LATER GM SPLIT TORQUE AUTOMATICS
The three new automatic transmissions GM introduced in 1961 for the Y-body “senior compacts” each used the split torque principle, albeit in three quite different ways. (Since we’ve previously discussed these transmissions in some detail, we’ll just look at the split torque function of each.)
DUAL-PATH TURBINE DRIVE
Buick’s two-speed Dual-Path Turbine Drive, used in the 1961–1963 Buick Special and Skylark, was probably the simplest of the three in this regard. As we’ve previously explained, Dual-Path had a single planetary gearset within the torque converter housing. The converter turbine drove the annulus of that gearset, whose planet carrier drove the output shaft. In first gear, a one-way clutch held the dual sun gears stationary. In second, a multi-disc clutch allowed the engine to drive the sun gears directly while the turbine continued to drive the annulus.
The annulus had 80 teeth, the sun gears 46 teeth, and the planets each 17 teeth, making the ratio in low gear 1 + 46/80, or 1.575:1. Therefore, the annulus received 63.4% (1 / 1.575) of input torque in second gear, with the remaining 36.6% applied to the sun gears.
Since the sun gears were driven by the engine, the demultiplication effect was considerably smaller than in Hydra-Matic — less than 37%. For example, if the engine was rotating at 2,000 rpm and there was 100 rpm of slippage in the converter, output shaft speed (discounting mechanical losses) would be about 1,937 rpm, effectively reducing hydraulic slippage from 5% at the turbine to about 1.8% at the output shaft.
+++
WRITTEN TASK
Reproduce the passage on GM's split-torque automatics verbatim, starting with "The annulus had" and going on through "at the output shaft.".

DATA EXCERPT
+++
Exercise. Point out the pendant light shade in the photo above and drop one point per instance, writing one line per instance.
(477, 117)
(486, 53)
+++
WRITTEN SOLUTION
The annulus had 80 teeth, the sun gears 46 teeth, and the planets each 17 teeth, making the ratio in low gear 1 + 46/80, or 1.575:1. Therefore, the annulus received 63.4% (1 / 1.575) of input torque in second gear, with the remaining 36.6% applied to the sun gears.
Since the sun gears were driven by the engine, the demultiplication effect was considerably smaller than in Hydra-Matic — less than 37%. For example, if the engine was rotating at 2,000 rpm and there was 100 rpm of slippage in the converter, output shaft speed (discounting mechanical losses) would be about 1,937 rpm, effectively reducing hydraulic slippage from 5% at the turbine to about 1.8% at the output shaft.